## [Problem statement]
In the forum thread about keeping sheep on half an acre, what does Baymule say will take care of keeping dogs out?

# Sheep on 1/2 acre?



## eden (Mar 2, 2019)

Is it realistic to have 2 milk sheep on 1/2 acre? There's already chain link all around. If the space is adequate, how would the fence need to be modified to keep them in? Thanks!


----------



## Mike CHS (Mar 2, 2019)

I answered your other post so I'm glad you started your own. What kind of neighborhood is your property situated in?  The reason I ask is referring to neighborhood dogs.  They can be your worst problem and among the hardest to deal with.  You can keep sheep on any amount of acreage but with that small of a property you will be supplementing with feed and hay (a lot) since they will have any grass gone in short order.  I think @Baymule or @Devonviolet had at some point some chain link so I assume they will be along at some point to confirm or deny.


----------



## Baymule (Mar 3, 2019)

The chain link fence should keep them in. Your problem will be in keeping dogs OUT. A hot wire ran at the top and at the bottom will take care of that.


----------



## Niele da Kine (Oct 28, 2020)

This is two sheep on a quarter acre, but we have high rainfall, lots of grass and are willing to feed sheep instead of mowing.  We started fencing for sheep before the new neighbors moved in and they brought a young pit bull.  I was really worried about the dog eating the sheep, but they actually get along really well with each other.  I've since removed the tin roofing I'd put there to keep the dog from looking at the sheep.  They like to hang out near each other and occasionally they bump heads through the fence.

Their pit bull friend will hopefully do a lot towards keeping other dogs away.

## [Input data]
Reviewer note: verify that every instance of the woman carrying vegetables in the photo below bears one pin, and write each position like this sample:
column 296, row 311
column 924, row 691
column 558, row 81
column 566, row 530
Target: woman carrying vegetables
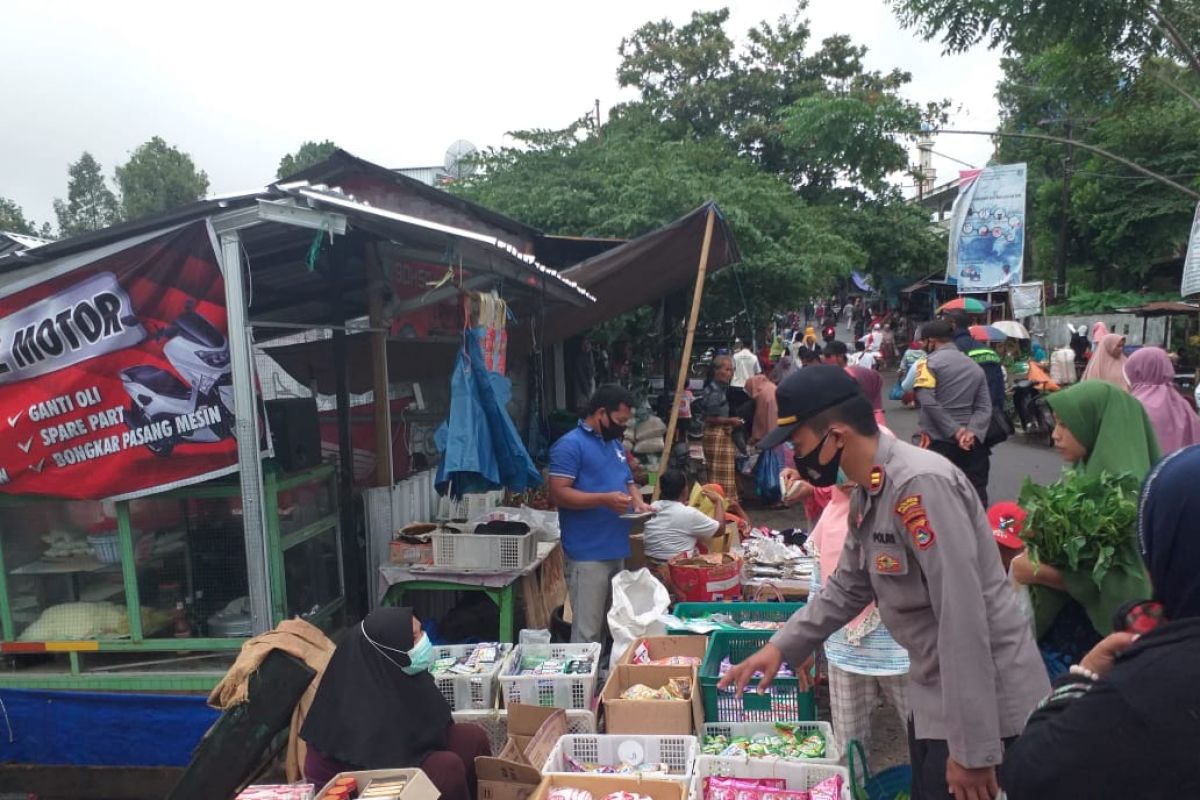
column 1085, row 524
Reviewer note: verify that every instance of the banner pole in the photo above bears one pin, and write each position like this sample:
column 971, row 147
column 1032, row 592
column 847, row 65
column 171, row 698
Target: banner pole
column 685, row 359
column 250, row 464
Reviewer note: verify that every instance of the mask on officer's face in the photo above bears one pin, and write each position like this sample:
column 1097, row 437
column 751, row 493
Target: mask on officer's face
column 811, row 469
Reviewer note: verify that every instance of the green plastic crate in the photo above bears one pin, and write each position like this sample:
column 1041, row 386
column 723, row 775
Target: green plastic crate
column 785, row 701
column 741, row 612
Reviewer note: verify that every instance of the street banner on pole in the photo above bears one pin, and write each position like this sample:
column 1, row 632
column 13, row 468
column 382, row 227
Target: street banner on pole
column 987, row 242
column 1191, row 284
column 114, row 376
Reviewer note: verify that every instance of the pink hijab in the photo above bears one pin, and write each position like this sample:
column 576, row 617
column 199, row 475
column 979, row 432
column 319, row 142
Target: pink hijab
column 871, row 383
column 1108, row 362
column 1152, row 376
column 766, row 409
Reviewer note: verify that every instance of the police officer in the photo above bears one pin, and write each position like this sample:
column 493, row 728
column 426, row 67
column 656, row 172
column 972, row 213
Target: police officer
column 922, row 548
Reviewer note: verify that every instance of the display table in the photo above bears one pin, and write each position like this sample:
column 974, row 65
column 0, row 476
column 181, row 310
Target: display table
column 539, row 582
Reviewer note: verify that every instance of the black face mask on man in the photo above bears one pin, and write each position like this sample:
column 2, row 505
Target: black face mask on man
column 611, row 431
column 811, row 469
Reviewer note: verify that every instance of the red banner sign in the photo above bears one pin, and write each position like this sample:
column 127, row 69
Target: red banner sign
column 114, row 377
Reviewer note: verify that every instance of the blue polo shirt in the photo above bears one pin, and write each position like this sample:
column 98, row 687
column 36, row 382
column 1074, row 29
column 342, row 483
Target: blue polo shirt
column 594, row 465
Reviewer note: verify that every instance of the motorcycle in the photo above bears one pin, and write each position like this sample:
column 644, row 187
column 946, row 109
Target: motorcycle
column 199, row 353
column 1032, row 410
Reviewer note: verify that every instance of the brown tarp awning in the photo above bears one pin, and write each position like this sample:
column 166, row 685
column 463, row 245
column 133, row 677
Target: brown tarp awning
column 643, row 271
column 430, row 359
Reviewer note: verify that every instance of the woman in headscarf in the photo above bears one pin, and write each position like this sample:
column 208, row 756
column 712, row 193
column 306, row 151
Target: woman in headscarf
column 719, row 426
column 1108, row 362
column 1098, row 428
column 378, row 708
column 1126, row 722
column 871, row 383
column 1152, row 382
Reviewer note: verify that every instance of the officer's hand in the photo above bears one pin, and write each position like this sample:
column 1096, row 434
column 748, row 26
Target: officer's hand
column 967, row 783
column 617, row 501
column 766, row 660
column 1101, row 657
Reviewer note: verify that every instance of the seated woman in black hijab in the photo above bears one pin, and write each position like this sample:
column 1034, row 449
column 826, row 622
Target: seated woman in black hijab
column 1126, row 721
column 378, row 708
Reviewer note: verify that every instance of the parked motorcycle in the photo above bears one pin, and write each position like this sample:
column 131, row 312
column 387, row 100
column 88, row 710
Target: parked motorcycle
column 1032, row 410
column 199, row 353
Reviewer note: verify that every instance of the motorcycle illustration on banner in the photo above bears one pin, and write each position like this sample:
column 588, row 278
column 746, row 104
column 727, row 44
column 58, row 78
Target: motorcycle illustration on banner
column 115, row 376
column 198, row 408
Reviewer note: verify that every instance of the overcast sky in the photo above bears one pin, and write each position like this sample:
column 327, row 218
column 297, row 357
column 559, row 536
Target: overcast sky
column 239, row 84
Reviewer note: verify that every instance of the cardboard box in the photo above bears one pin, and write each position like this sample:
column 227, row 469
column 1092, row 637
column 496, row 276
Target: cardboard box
column 419, row 787
column 682, row 717
column 412, row 553
column 664, row 647
column 601, row 786
column 516, row 771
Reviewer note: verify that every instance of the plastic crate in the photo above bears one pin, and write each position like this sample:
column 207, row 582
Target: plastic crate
column 741, row 612
column 799, row 776
column 485, row 552
column 496, row 723
column 677, row 752
column 805, row 728
column 784, row 703
column 465, row 692
column 573, row 691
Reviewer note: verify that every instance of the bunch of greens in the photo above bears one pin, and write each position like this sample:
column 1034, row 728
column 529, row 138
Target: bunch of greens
column 1080, row 522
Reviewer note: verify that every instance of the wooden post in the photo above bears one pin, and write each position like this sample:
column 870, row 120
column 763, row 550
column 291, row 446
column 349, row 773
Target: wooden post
column 376, row 288
column 685, row 359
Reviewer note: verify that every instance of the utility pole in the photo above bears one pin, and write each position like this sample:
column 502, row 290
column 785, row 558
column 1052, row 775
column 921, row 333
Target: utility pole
column 1065, row 217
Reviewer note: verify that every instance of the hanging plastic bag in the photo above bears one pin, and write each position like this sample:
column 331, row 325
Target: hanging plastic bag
column 766, row 477
column 639, row 599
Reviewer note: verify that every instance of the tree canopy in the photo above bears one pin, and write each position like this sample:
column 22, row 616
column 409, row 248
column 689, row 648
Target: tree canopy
column 795, row 146
column 90, row 204
column 159, row 178
column 310, row 152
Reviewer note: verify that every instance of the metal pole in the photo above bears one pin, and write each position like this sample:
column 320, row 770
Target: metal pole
column 685, row 359
column 250, row 464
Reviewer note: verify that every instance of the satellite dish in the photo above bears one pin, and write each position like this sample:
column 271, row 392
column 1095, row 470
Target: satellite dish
column 457, row 163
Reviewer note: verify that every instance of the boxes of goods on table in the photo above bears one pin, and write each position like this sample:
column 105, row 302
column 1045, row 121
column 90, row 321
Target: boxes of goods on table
column 738, row 779
column 559, row 675
column 609, row 787
column 783, row 701
column 646, row 699
column 468, row 674
column 706, row 618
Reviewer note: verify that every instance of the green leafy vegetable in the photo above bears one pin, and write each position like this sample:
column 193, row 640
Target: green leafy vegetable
column 1080, row 522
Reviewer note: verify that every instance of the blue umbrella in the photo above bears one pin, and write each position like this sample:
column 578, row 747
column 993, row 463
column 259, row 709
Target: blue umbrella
column 480, row 445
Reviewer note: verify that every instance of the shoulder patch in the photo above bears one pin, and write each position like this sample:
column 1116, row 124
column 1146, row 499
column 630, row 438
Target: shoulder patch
column 909, row 504
column 925, row 378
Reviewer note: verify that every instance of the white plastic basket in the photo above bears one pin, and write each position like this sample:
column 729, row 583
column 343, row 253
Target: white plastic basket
column 799, row 776
column 475, row 691
column 805, row 728
column 496, row 723
column 485, row 552
column 613, row 750
column 574, row 691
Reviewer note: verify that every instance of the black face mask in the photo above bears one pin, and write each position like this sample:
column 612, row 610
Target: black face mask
column 813, row 470
column 611, row 431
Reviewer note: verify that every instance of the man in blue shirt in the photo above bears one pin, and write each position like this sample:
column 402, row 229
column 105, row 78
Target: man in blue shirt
column 592, row 485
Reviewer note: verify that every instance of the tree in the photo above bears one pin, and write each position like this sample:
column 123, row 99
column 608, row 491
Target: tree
column 12, row 220
column 310, row 152
column 90, row 204
column 636, row 178
column 159, row 178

## [Response to the task]
A hot wire run at the top and at the bottom of the chain link fence.